PULSE’s Top 10 Global Thinkers of 2010

In response to the curious choices in Foreign Policy magazine’s ’Top 100 Global Thinkers’ list last year, we decided to publish our own. In 2010, Foreign Policy‘s selections were even more abysmal: among others it included Robert Gates, Ben Bernanke, Hillary Clinton, David Cameron, Thomas Friedman, Ahmed Rashid, Ayaan Hirsi Ali, Bjorn Lomborg, Richard Clarke, Madeleine Albright, Salam Fayyad…and John Bolton! Would anyone outside FP’s editorial board confuse them for a thinker? Once again, it appears FP chose based on the alignment of an individual’s work with the global military and economic agenda of the US government. We therefore asked our writers and editors to nominate once again their own top 10 global thinkers. The following list was the result. (Also see our Top 10 Media Figures of 2010)

Tony Judt

A towering intellect, a moral giant, a master of prose, and an outstanding historian, Tony Judt did what only the greatest of thinkers do: he constantly evolved. More significantly, he never succumbed to orthodoxies, he was always on the edge. In his later years, he also outgrew his middle-of-the-road liberalism to adopt principled, at times radical, positions on war and capitalism. He also jettisoned his youthful Zionism to emerge as the proponent of a single binational state in Palestine. In 2006 he was the only mainstream figure to come to the defence of Mearsheimer & Walt for their groundbreaking London Review essay. He later excoriated Israel as the ‘country that wouldn’t grow up.’ He was also the author of Postwar, an elegant and expansive history of Europe since 1945. We mourn his loss.

Chalmers Johnson

An exemplary scholar, Chalmers Johnson metamorphosed from a hardline Cold Warrior into one of the most formidable critics of US militarism, mapping America’s expanding imperium of bases and spotlighting the fraying edges of its republic. His 2000 book Blowback was as prophetic as his subsequent books The Sorrows of Empire and Nemesis were prescient. His longtime JPRI associate Steve Clemons has described him as the ‘acknowledged godfather of the conceptualization of the “developmental state“’ and as ‘an apostate and heretic in the field of political economy’ in the neoliberal hive at the University of Chicago. Johnson was also a literary critic, a skill he deftly used in his later writings to show how the imperial imagination was reflected in the language of metropolitan literature. His departure  has greatly impoverished the intellectual world.

■ **GIVEN REQUEST 1**
Reproduce the passage of the Global Thinkers article from "In response to" up to and including "Figures of 2010)", word for word.
The Global Thinkers article and the records that come after it are independent of each other.

■ **DATA TO PROCESS**
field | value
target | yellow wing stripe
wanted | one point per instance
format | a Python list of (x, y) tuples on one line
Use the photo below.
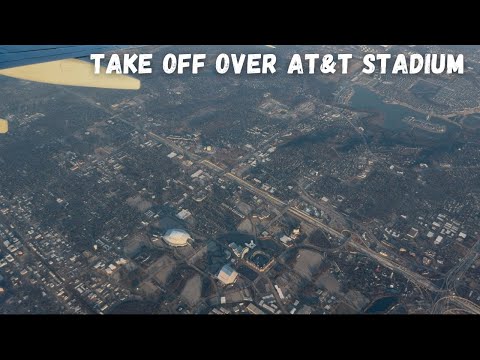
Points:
[(72, 72)]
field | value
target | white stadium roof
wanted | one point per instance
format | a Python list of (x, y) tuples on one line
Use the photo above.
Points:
[(176, 237)]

■ **GIVEN REQUEST 2**
Rewrite every line of the records, first to last, as a numbered list, omitting blank lines and leaving out the pictures.

■ **FULL SOLUTION 1**
In response to the curious choices in Foreign Policy magazine’s ’Top 100 Global Thinkers’ list last year, we decided to publish our own. In 2010, Foreign Policy‘s selections were even more abysmal: among others it included Robert Gates, Ben Bernanke, Hillary Clinton, David Cameron, Thomas Friedman, Ahmed Rashid, Ayaan Hirsi Ali, Bjorn Lomborg, Richard Clarke, Madeleine Albright, Salam Fayyad…and John Bolton! Would anyone outside FP’s editorial board confuse them for a thinker? Once again, it appears FP chose based on the alignment of an individual’s work with the global military and economic agenda of the US government. We therefore asked our writers and editors to nominate once again their own top 10 global thinkers. The following list was the result. (Also see our Top 10 Media Figures of 2010)

■ **FULL SOLUTION 2**
1. field | value
2. target | yellow wing stripe
3. wanted | one point per instance
4. format | a Python list of (x, y) tuples on one line
5. Use the photo below.
6. Points:
7. [(72, 72)]
8. field | value
9. target | white stadium roof
10. wanted | one point per instance
11. format | a Python list of (x, y) tuples on one line
12. Use the photo above.
13. Points:
14. [(176, 237)]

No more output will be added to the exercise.